ERGENEKON NEREDEDİR
Eski Türk yurdu ve coğrafyası üzerine şimdiye kadar çok değişik
fikirlerin ortaya atıldığı bir gerçektir. Yani Türklerin ana yurdu
meselesi çok tartışılmış ve hâlâ da tartışılmaya devam ediyor. Biz de,
zaman zaman çeşitli yazılarımızda ve kitaplarımızda kısmen de olsa bu
konu üzerinde durmaya çalıştık.228 Bununla beraber eski Türk vatanı veya
ana yurdu hususunda bizim görüşümüz Selenge ve Orkun Irmakları kıyıları
olması gerektiği yolundadır.229
Ancak, özellikle Kök Türkçe kitabeleri göz önünde bulundurduğumuzda, bu
tarihi belgelerde zikredilen Ötüken kelimesini ele alıp, neresi olduğu
konusunda fikir yürütmek gerekirse, bu coğrafi adın çok geniş bir
manası olduğunu düşünüyoruz. Dolayısıyla eski Türk kaynaklarında “il
tutulacak yer” olarak gösterilen230 Ötüken’in tek bir nokta olmaması
lazımdır. Bizce, manası hakkında da münakaşaların sürdüğü Ötüken, büyük
bir coğrafi mekanı ifade ediyordu.
········
**Çalışma Görevleri:**
1. Türk ana yurdu üzerine metinde, başlık da dahil olmak üzere, adı geçen bütün yer adlarını sıralayınız.
2. Türk ana yurdu üzerine metindeki şu cümleyi İngilizceye çeviriniz: "Bizce, manası hakkında da münakaşaların sürdüğü Ötüken, büyük bir coğrafi mekanı ifade ediyordu."
3. Ötüken ve Türk ana yurdu üzerine metni, son cümlesinden sonra aynı üslupla sürdürünüz.

**Gösterilen Liste:**
········
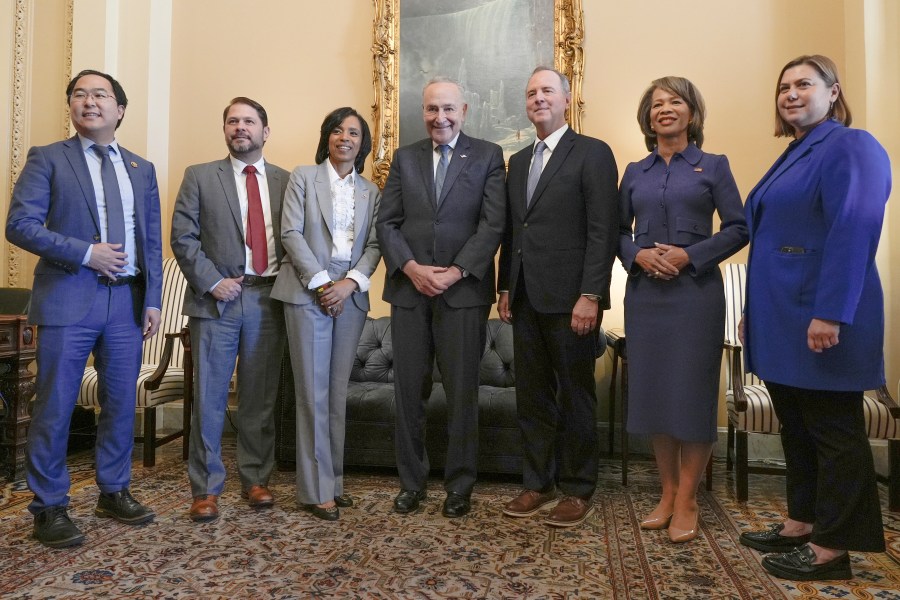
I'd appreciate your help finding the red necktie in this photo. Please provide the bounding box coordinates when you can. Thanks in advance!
[244,165,269,275]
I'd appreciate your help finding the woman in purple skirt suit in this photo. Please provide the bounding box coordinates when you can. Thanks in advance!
[619,77,748,542]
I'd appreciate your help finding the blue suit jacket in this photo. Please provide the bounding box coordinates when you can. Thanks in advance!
[744,120,891,391]
[376,133,506,308]
[6,136,162,326]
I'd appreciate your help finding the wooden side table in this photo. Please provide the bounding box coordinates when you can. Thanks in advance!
[0,315,37,481]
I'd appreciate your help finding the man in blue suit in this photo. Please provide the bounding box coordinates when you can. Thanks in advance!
[6,70,162,548]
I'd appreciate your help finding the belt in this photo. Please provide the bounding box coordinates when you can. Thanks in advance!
[241,275,277,287]
[97,275,144,287]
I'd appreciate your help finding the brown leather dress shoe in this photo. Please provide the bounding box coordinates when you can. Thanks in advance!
[503,489,557,517]
[544,496,594,527]
[241,485,275,508]
[188,494,219,523]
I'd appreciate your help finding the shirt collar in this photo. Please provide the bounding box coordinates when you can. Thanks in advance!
[431,131,462,154]
[325,158,356,185]
[75,133,122,155]
[532,123,569,154]
[228,154,266,175]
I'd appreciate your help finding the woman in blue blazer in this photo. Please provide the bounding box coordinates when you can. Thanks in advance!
[741,55,891,580]
[272,107,381,521]
[619,77,748,543]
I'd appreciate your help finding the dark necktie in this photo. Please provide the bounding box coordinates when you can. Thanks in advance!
[244,165,269,275]
[434,144,450,202]
[525,142,547,208]
[91,144,125,245]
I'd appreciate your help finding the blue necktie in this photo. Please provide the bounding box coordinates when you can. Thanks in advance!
[434,144,450,202]
[91,144,125,245]
[525,142,547,208]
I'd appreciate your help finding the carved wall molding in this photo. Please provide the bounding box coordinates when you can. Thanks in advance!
[372,0,584,187]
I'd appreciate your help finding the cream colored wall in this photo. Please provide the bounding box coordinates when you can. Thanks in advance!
[0,0,900,394]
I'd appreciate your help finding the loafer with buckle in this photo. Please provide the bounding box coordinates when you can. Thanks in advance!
[441,492,472,519]
[762,544,853,581]
[32,506,84,548]
[188,494,219,523]
[740,523,812,552]
[334,494,353,508]
[94,488,156,525]
[544,496,594,527]
[503,489,558,517]
[394,490,425,515]
[241,485,275,508]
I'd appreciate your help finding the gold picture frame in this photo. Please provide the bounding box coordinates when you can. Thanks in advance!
[372,0,584,187]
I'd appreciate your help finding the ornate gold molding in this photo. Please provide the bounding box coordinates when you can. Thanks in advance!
[6,0,31,287]
[372,0,584,187]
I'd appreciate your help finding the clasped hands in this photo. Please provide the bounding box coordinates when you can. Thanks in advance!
[634,242,690,281]
[316,278,357,319]
[403,260,462,297]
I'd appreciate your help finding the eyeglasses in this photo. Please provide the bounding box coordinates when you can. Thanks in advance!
[72,90,114,102]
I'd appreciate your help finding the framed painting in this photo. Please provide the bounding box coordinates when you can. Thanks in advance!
[372,0,584,187]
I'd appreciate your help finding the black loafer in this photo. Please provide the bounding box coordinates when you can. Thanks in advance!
[762,544,853,581]
[94,488,156,525]
[334,494,353,508]
[394,490,425,515]
[32,506,84,548]
[741,523,812,552]
[441,492,472,519]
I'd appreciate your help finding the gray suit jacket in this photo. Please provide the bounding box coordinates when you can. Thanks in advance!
[272,162,381,311]
[172,157,288,318]
[377,133,506,308]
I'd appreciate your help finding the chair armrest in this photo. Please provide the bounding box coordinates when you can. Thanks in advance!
[724,342,748,412]
[875,385,900,419]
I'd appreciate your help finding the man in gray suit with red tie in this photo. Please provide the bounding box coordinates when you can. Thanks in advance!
[497,67,619,527]
[6,70,162,548]
[376,78,505,518]
[172,96,289,521]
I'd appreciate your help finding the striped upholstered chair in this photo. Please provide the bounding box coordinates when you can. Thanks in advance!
[722,263,900,510]
[78,258,192,467]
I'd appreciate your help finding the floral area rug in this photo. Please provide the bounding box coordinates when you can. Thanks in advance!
[0,443,900,600]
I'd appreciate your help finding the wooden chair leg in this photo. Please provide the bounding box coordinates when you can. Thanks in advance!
[734,431,750,502]
[144,406,156,467]
[888,439,900,511]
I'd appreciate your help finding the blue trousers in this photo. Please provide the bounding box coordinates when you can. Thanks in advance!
[25,285,143,514]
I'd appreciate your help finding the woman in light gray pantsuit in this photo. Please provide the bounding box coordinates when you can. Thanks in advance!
[272,107,381,521]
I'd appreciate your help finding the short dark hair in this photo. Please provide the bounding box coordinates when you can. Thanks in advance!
[316,106,372,173]
[66,69,128,129]
[775,54,853,137]
[222,96,269,127]
[638,75,706,152]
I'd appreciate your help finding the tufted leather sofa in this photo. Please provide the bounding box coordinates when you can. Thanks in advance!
[276,317,522,474]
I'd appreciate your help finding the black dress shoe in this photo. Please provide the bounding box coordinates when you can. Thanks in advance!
[33,506,84,548]
[394,490,425,515]
[303,504,341,521]
[741,523,812,552]
[94,488,156,525]
[763,544,853,581]
[334,494,353,508]
[441,492,472,519]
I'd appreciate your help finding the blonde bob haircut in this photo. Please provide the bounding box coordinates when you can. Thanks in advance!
[775,54,853,137]
[638,75,706,152]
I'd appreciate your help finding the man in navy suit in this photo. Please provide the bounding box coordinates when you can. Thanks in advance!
[497,67,619,527]
[376,78,505,518]
[6,70,162,548]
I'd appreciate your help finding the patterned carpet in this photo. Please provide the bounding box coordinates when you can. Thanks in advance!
[0,443,900,600]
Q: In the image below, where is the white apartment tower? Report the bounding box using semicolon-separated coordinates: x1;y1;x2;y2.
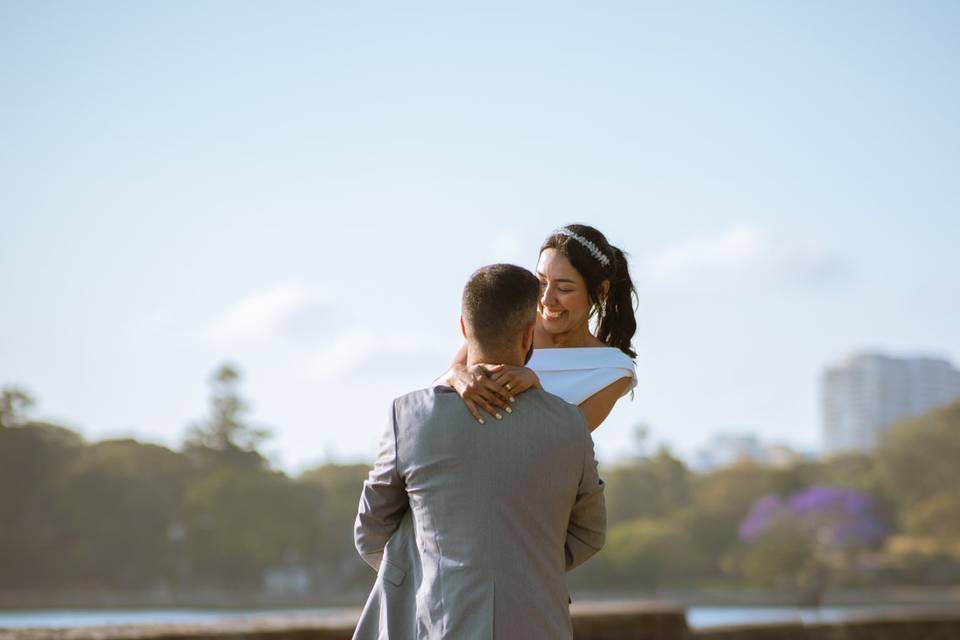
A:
821;353;960;454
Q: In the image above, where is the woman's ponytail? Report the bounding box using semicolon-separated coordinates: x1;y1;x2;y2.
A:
597;245;637;358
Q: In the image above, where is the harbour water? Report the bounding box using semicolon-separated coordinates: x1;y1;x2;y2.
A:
0;606;924;629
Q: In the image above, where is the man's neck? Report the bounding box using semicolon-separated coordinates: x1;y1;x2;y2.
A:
467;344;523;367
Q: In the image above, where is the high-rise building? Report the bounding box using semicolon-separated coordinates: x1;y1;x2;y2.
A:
821;353;960;454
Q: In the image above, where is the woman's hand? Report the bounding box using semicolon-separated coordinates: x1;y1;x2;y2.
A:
447;364;519;424
484;364;543;395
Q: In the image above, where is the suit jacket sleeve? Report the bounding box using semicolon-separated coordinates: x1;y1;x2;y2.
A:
353;401;409;570
564;424;607;571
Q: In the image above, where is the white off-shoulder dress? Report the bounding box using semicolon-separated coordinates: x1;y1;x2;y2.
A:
527;347;637;404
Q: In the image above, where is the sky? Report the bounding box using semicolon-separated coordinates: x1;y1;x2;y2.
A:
0;0;960;473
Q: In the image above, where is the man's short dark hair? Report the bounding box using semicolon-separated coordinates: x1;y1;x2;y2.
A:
463;264;540;348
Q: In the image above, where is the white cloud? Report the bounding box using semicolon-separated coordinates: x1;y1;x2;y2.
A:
637;225;842;288
210;282;320;344
307;329;425;380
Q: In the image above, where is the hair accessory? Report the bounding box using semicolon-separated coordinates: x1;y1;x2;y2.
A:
554;227;610;267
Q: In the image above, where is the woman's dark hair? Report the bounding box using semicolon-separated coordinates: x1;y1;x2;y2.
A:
540;224;637;358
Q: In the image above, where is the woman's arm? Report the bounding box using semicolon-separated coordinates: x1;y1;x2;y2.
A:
579;376;633;431
433;343;513;424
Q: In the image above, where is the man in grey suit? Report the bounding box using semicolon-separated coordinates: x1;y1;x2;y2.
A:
354;265;606;640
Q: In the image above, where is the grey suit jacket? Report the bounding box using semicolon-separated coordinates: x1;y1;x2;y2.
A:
354;387;606;640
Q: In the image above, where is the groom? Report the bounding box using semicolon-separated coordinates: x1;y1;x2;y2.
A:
354;264;606;640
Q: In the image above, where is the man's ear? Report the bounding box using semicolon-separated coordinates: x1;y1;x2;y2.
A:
522;322;537;353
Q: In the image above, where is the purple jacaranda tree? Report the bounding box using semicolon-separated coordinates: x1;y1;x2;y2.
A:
739;485;887;550
738;485;887;604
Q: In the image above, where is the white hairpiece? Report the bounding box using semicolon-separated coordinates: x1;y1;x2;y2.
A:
554;227;610;267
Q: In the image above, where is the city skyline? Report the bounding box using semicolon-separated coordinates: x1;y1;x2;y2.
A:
0;2;960;471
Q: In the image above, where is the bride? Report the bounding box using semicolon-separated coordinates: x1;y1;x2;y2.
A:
436;224;637;431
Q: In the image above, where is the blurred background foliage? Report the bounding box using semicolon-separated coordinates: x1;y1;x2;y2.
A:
0;365;960;602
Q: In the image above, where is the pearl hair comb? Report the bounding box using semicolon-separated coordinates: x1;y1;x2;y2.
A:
554;227;610;267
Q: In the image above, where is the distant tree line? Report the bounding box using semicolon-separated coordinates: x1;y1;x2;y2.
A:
0;366;960;599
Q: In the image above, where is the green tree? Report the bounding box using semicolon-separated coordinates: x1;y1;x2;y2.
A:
876;402;960;513
0;387;34;429
183;467;320;589
0;422;83;589
60;440;191;588
602;448;690;525
184;364;270;466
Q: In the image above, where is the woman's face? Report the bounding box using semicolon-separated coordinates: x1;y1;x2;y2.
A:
537;249;591;333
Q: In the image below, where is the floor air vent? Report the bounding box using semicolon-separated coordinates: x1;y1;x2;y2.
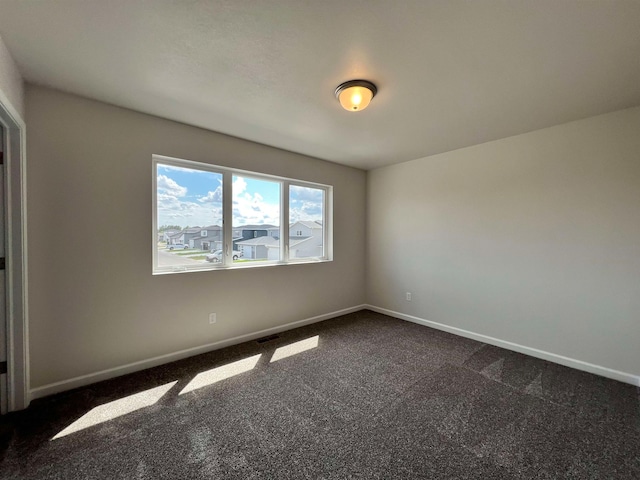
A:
256;335;280;343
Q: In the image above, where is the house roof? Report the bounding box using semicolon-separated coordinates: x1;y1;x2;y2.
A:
289;220;322;229
237;236;280;246
0;0;640;169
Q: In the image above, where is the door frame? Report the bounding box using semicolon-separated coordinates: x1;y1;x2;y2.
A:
0;90;30;412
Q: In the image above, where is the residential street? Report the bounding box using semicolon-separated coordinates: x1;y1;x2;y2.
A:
158;248;203;267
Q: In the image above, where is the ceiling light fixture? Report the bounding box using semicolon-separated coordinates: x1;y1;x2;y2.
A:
336;80;378;112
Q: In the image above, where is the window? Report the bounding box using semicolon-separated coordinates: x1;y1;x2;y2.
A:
152;155;333;274
289;185;326;258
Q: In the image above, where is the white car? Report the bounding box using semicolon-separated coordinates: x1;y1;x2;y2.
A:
207;250;242;262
········
**Görev Yanıtları:**
1.
Ergenekon
Selenge
Orkun
Ötüken

2. In our view, Ötüken, whose meaning is also still being debated, denoted a large geographic area.

3.
meselesini bu şekilde özetledikten son Türk destanlarında geçen
Ergenekun’un mevkiinin neresi olduğu hususundaki soruya da geçebiliriz.
Tıpkı Ötüken’in yeri mevzuundaki tartışmalarda olduğu gibi Ergenekun’un
da ne anlama geldiği ve neresi olduğu yolunda farklı fikirlerin
bulunduğunu yukarıda belirtmiştik Türklerin Türeyiş Destanı veya
Ergenekun Efsanesi olarak adlandırabileceğimiz bu hikâyelerde,
atalarımızın başından geçen birçok olaya şahit bulunmakla beraber,
tarihi yurdun özellikleri hakkında da bilgi sahibi oluyoruz.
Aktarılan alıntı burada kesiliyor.